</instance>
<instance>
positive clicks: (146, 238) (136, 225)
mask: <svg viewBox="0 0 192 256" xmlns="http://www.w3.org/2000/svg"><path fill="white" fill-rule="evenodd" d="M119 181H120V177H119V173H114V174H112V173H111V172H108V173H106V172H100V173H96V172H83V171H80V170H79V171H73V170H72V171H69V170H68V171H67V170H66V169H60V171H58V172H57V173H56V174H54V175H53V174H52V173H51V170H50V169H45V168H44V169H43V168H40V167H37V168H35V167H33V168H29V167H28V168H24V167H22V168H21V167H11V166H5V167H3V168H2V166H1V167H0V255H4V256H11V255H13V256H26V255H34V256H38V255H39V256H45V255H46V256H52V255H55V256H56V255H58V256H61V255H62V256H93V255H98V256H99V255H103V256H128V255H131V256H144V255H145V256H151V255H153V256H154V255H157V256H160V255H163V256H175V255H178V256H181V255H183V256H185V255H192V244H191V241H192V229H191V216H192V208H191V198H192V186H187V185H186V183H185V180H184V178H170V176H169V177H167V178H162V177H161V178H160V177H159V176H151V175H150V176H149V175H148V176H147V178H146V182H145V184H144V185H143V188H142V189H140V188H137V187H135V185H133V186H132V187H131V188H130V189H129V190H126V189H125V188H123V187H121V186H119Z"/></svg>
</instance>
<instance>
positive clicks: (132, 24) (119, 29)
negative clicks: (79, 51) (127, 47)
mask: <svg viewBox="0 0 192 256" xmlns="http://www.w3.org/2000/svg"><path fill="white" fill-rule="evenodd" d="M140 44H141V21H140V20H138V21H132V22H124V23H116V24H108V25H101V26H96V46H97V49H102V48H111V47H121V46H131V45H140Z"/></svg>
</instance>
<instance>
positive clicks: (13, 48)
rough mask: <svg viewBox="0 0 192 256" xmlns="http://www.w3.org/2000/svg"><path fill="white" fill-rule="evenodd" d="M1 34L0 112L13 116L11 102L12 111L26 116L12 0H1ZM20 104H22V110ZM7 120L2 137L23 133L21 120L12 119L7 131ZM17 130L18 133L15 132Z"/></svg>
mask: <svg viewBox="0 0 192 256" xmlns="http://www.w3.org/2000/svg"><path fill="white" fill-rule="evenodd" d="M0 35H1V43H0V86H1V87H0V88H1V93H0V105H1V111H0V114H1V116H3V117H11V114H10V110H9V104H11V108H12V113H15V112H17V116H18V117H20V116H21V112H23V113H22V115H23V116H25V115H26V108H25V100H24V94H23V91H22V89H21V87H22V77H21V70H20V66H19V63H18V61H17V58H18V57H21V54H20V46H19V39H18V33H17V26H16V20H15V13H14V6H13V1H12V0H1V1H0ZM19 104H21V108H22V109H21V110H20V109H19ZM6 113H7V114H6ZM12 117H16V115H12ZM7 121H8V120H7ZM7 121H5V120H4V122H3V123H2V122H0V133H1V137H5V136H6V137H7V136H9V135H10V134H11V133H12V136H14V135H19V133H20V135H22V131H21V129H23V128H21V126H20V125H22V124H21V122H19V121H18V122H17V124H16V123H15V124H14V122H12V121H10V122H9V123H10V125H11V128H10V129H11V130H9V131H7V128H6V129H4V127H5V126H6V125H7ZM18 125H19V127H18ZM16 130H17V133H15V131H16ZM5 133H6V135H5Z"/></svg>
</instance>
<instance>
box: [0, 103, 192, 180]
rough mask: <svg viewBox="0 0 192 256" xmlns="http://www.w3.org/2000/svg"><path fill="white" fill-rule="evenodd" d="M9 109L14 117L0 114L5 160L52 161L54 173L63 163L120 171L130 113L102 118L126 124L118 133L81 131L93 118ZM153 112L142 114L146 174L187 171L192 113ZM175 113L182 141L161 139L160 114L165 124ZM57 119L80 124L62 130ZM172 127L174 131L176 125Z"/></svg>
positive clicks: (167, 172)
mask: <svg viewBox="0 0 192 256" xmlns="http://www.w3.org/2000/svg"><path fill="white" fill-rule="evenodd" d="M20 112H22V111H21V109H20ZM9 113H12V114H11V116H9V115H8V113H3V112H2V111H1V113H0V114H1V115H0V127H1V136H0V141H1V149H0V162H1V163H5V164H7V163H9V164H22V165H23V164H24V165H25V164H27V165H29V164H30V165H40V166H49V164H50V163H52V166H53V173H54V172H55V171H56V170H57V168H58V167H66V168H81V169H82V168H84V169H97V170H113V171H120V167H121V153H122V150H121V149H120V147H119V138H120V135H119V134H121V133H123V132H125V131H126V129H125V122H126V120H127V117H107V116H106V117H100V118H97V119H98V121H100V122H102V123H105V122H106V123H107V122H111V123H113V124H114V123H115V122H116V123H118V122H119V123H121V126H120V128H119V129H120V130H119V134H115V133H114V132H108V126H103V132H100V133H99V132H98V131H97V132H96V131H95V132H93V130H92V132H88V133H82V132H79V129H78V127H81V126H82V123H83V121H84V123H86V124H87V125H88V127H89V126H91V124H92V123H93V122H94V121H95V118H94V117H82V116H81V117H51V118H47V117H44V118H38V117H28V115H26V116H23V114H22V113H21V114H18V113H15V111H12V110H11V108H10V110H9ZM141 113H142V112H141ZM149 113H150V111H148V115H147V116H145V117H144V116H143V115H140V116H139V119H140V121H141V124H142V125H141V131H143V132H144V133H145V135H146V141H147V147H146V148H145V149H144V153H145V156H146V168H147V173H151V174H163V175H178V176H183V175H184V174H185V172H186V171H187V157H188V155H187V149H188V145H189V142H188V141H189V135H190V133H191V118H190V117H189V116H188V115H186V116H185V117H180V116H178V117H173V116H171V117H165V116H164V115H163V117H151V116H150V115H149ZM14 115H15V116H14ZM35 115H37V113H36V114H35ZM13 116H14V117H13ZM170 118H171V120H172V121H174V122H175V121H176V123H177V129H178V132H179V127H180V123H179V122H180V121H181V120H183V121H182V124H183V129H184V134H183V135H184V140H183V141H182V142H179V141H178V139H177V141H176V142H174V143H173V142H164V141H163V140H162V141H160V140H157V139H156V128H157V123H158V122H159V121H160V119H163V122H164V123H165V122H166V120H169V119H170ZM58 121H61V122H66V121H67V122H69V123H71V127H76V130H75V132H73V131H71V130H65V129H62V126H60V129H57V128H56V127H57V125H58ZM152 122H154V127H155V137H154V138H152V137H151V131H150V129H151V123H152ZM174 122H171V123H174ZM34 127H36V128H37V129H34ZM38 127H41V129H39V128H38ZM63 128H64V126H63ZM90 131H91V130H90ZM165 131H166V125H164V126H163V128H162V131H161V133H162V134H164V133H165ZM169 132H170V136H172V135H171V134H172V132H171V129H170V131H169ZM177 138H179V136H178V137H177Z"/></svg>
======
### WORK TO COMPLETE
Would you reproduce the full listing shown above, word for word?

### WRITTEN RESPONSE
</instance>
<instance>
positive clicks: (146, 238) (136, 225)
mask: <svg viewBox="0 0 192 256" xmlns="http://www.w3.org/2000/svg"><path fill="white" fill-rule="evenodd" d="M119 181H120V177H119V173H114V174H112V173H111V172H108V173H106V172H100V173H96V172H83V171H80V170H79V171H73V170H72V171H69V170H68V171H67V170H66V169H60V171H58V172H57V173H56V174H54V175H53V174H52V173H51V170H50V169H45V168H44V169H43V168H40V167H37V168H35V167H33V168H29V167H28V168H24V167H22V168H21V167H11V166H5V167H3V168H2V166H1V167H0V255H4V256H11V255H13V256H26V255H34V256H38V255H39V256H45V255H46V256H52V255H55V256H56V255H58V256H61V255H62V256H93V255H98V256H99V255H103V256H128V255H131V256H144V255H145V256H151V255H153V256H154V255H157V256H160V255H163V256H175V255H178V256H181V255H183V256H185V255H192V244H191V241H192V229H191V216H192V208H191V198H192V186H187V185H186V183H185V180H184V178H170V176H169V177H167V178H162V177H161V178H160V177H159V176H151V175H150V176H149V175H148V176H147V178H146V182H145V184H144V185H143V188H142V189H140V188H137V187H135V185H133V186H132V187H131V188H130V189H129V190H126V189H125V188H123V187H121V186H119Z"/></svg>
</instance>
<instance>
positive clicks: (132, 24) (119, 29)
negative clicks: (79, 51) (127, 47)
mask: <svg viewBox="0 0 192 256" xmlns="http://www.w3.org/2000/svg"><path fill="white" fill-rule="evenodd" d="M140 44H141V21H140V20H138V21H132V22H124V23H116V24H108V25H101V26H96V46H97V49H102V48H111V47H121V46H131V45H140Z"/></svg>
</instance>
<instance>
positive clicks: (13, 48)
rough mask: <svg viewBox="0 0 192 256" xmlns="http://www.w3.org/2000/svg"><path fill="white" fill-rule="evenodd" d="M1 34L0 112L13 116L11 102L12 111L26 116L12 0H1ZM20 104H22V110ZM7 120L2 137L23 133L21 120L12 119L7 131ZM17 130L18 133L15 132Z"/></svg>
mask: <svg viewBox="0 0 192 256" xmlns="http://www.w3.org/2000/svg"><path fill="white" fill-rule="evenodd" d="M0 35H1V43H0V86H1V87H0V88H1V93H0V105H1V111H0V114H1V116H3V117H11V114H10V110H9V104H11V108H12V113H15V112H17V116H18V117H20V116H21V112H23V113H22V115H23V116H25V115H26V108H25V100H24V94H23V91H22V89H21V87H22V77H21V70H20V66H19V63H18V61H17V58H18V57H21V54H20V46H19V39H18V33H17V26H16V20H15V13H14V6H13V1H12V0H1V1H0ZM19 104H21V108H22V109H21V110H20V109H19ZM6 113H7V114H6ZM12 117H16V115H12ZM7 121H8V120H7ZM7 121H5V120H4V122H3V123H2V122H0V133H1V137H5V136H6V137H7V136H9V135H10V134H11V133H12V136H14V135H19V133H20V135H22V131H21V129H23V128H21V126H20V125H22V124H21V122H19V121H18V122H17V124H16V123H15V124H14V122H12V121H10V122H9V123H10V125H11V128H10V129H11V130H9V131H7V128H6V129H4V127H5V126H6V125H7ZM18 125H19V127H18ZM16 130H17V133H15V131H16ZM5 133H6V135H5Z"/></svg>
</instance>
<instance>
box: [0, 103, 192, 180]
rough mask: <svg viewBox="0 0 192 256" xmlns="http://www.w3.org/2000/svg"><path fill="white" fill-rule="evenodd" d="M9 109L14 117L0 114L5 160L52 161L54 173L63 163L120 171L130 113L102 118L126 124L118 133L81 131L93 118ZM153 112L142 114L146 174L187 171L192 113ZM175 113L182 141L161 139L160 114L165 124ZM57 119L80 124L62 130ZM172 127L174 131L176 125Z"/></svg>
positive clicks: (167, 172)
mask: <svg viewBox="0 0 192 256" xmlns="http://www.w3.org/2000/svg"><path fill="white" fill-rule="evenodd" d="M20 112H22V111H21V109H20ZM9 113H12V114H11V116H9V115H8V113H3V112H2V111H1V113H0V114H1V115H0V127H1V136H0V141H1V149H0V162H1V163H5V164H7V163H9V164H22V165H23V164H24V165H25V164H27V165H29V164H30V165H40V166H49V164H50V163H52V166H53V173H54V172H55V171H56V170H57V168H58V167H66V168H81V169H82V168H84V169H97V170H113V171H120V167H121V153H122V150H121V149H120V147H119V138H120V135H119V134H121V133H123V132H125V131H126V129H125V122H126V120H127V117H107V116H106V117H100V118H97V119H98V121H100V122H102V123H105V122H106V123H107V122H111V123H113V124H114V123H115V122H116V123H118V122H119V123H121V126H120V128H119V129H120V130H119V134H115V133H114V132H108V126H103V132H100V133H99V132H98V131H97V132H96V131H95V132H93V130H92V132H88V133H82V132H79V129H78V127H81V126H82V123H83V121H84V123H86V124H87V125H88V127H89V126H91V124H92V123H93V122H94V121H95V118H94V117H82V116H81V117H51V118H47V117H44V118H38V117H28V115H26V116H23V114H22V113H21V114H18V113H15V111H12V110H11V108H10V110H9ZM141 113H142V112H141ZM149 113H150V111H148V115H147V116H145V117H144V116H143V115H140V116H139V119H140V121H141V124H142V125H141V131H143V132H144V133H145V135H146V141H147V147H146V148H145V149H144V153H145V156H146V168H147V173H151V174H163V175H178V176H183V175H184V174H185V172H186V171H187V157H188V155H187V149H188V145H189V142H188V141H189V135H190V133H191V118H190V117H189V116H188V115H186V116H185V117H180V116H178V117H173V116H171V117H165V116H164V115H163V117H151V116H150V115H149ZM14 115H15V116H14ZM35 115H37V113H36V114H35ZM13 116H14V117H13ZM170 118H171V120H172V121H174V122H175V121H176V123H177V129H178V132H179V127H180V123H179V122H180V121H181V120H183V121H182V124H183V129H184V134H183V135H184V140H183V141H182V142H179V141H178V139H177V141H176V142H174V143H173V142H164V141H163V140H162V141H160V140H157V139H156V128H157V123H158V122H159V121H160V119H163V122H164V123H165V122H166V120H169V119H170ZM58 121H61V122H66V121H67V122H69V123H71V127H76V130H75V132H73V131H71V130H65V129H62V126H60V129H57V128H56V127H57V125H58ZM152 122H154V127H155V137H154V138H152V137H151V131H150V129H151V123H152ZM174 122H171V123H174ZM34 127H36V128H37V129H34ZM38 127H41V129H39V128H38ZM63 128H64V126H63ZM90 131H91V130H90ZM165 131H166V125H164V126H163V128H162V131H161V133H162V134H164V133H165ZM169 132H170V136H172V135H171V134H172V132H171V129H170V131H169ZM177 138H179V136H178V137H177Z"/></svg>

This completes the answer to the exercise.